Written instruction >> From the records below, extract every line that contains the string "branch".

Data shown >>

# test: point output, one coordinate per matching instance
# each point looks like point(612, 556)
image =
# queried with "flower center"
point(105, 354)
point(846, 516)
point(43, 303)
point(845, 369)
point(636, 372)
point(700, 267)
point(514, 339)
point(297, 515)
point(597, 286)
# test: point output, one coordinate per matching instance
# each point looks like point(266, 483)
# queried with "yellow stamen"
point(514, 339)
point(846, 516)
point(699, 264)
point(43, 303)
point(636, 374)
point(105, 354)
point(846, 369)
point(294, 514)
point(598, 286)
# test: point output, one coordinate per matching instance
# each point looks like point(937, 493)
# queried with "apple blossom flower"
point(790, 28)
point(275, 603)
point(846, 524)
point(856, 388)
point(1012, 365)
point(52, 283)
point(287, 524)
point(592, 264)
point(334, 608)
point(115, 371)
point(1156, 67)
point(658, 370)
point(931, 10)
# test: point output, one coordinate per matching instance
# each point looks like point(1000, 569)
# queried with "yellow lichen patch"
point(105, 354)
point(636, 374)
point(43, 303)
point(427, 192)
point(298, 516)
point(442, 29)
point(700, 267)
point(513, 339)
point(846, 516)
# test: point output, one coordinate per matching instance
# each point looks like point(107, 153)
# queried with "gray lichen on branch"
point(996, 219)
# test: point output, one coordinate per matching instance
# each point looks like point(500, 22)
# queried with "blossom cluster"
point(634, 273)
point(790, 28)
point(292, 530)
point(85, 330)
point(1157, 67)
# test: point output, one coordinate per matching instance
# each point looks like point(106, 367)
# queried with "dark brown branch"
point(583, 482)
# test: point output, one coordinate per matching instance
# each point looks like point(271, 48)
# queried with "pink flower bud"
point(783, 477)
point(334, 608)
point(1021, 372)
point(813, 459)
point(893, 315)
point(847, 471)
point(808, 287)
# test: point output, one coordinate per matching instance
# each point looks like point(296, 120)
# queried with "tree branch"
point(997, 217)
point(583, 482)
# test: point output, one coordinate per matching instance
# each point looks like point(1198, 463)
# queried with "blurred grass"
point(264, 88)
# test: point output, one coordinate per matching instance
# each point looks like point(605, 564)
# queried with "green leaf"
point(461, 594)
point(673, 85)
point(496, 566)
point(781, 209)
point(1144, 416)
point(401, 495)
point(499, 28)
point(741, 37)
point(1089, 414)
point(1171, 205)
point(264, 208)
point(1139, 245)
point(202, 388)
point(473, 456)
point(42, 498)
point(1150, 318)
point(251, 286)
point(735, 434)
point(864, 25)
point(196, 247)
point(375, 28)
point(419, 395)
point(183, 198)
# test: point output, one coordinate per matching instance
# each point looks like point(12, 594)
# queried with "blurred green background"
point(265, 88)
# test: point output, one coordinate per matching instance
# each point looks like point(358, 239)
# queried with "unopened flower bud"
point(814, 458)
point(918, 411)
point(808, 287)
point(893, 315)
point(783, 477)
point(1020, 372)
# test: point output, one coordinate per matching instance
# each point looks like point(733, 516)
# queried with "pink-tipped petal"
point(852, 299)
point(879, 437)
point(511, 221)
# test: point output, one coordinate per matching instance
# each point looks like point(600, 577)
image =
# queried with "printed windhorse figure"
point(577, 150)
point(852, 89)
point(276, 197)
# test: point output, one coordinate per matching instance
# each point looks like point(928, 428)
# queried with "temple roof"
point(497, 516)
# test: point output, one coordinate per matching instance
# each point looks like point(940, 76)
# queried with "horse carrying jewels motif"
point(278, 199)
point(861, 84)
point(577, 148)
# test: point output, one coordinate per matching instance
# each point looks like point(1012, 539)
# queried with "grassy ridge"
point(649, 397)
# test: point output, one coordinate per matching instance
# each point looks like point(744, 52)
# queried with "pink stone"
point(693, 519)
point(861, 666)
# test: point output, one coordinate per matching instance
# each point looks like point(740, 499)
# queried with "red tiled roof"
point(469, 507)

Exercise response >>
# queried with "gray lichen on branch"
# queried with "dark brown branch"
# queried with "tree branch"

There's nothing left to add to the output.